Please convert every line of the items below into a single numbered list, omitting any blank lines.

* Begin *

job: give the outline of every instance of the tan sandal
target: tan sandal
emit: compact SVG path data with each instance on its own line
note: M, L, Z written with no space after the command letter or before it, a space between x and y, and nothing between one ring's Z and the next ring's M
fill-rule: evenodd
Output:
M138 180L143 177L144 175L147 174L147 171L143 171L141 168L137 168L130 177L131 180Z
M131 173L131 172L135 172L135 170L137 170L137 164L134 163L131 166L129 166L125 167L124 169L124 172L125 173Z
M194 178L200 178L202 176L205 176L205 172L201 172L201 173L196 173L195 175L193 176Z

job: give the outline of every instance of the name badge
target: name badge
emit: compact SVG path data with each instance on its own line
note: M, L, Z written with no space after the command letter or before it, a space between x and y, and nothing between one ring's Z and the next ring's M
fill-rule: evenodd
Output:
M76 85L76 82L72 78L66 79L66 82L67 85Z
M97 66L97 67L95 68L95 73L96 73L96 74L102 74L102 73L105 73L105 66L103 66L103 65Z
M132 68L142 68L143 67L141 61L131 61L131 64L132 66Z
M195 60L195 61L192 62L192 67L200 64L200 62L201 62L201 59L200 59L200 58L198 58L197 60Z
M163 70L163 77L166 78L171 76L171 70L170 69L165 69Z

* End *

* [Answer in full]
1. job: give the outline of every instance of the tan sandal
2. target: tan sandal
3. emit: compact SVG path data with each instance on its own line
4. note: M, L, Z written with no space after the command letter or before it, a space between x and y, and nothing between one ring's Z and the next ring's M
5. fill-rule: evenodd
6. Output:
7. M138 180L143 177L144 175L147 174L147 171L143 171L141 168L137 168L130 177L131 180Z
8. M131 173L131 172L135 172L135 170L137 170L137 164L134 163L131 166L129 166L125 167L124 169L124 172L125 173Z
9. M194 178L200 178L202 176L205 176L205 172L201 172L201 173L196 173L195 175L193 176Z
10. job: give the outline of every instance of the name badge
11. target: name badge
12. emit: compact SVG path data with each instance on its own line
13. note: M, L, Z written with no space after the command letter or before it, a space between x and y, and nothing between one ring's Z and the next ring's M
14. fill-rule: evenodd
15. Output:
16. M76 85L76 82L72 78L66 79L66 82L67 85Z
17. M97 66L97 67L95 68L95 73L96 73L96 74L102 74L102 73L105 73L105 66L103 66L103 65Z
18. M132 68L142 68L143 67L141 61L131 61L131 64L132 66Z
19. M195 60L195 61L192 62L192 67L200 64L200 62L201 62L201 59L200 59L200 58L198 58L197 60Z
20. M163 70L163 77L166 78L171 76L171 70L170 69L165 69Z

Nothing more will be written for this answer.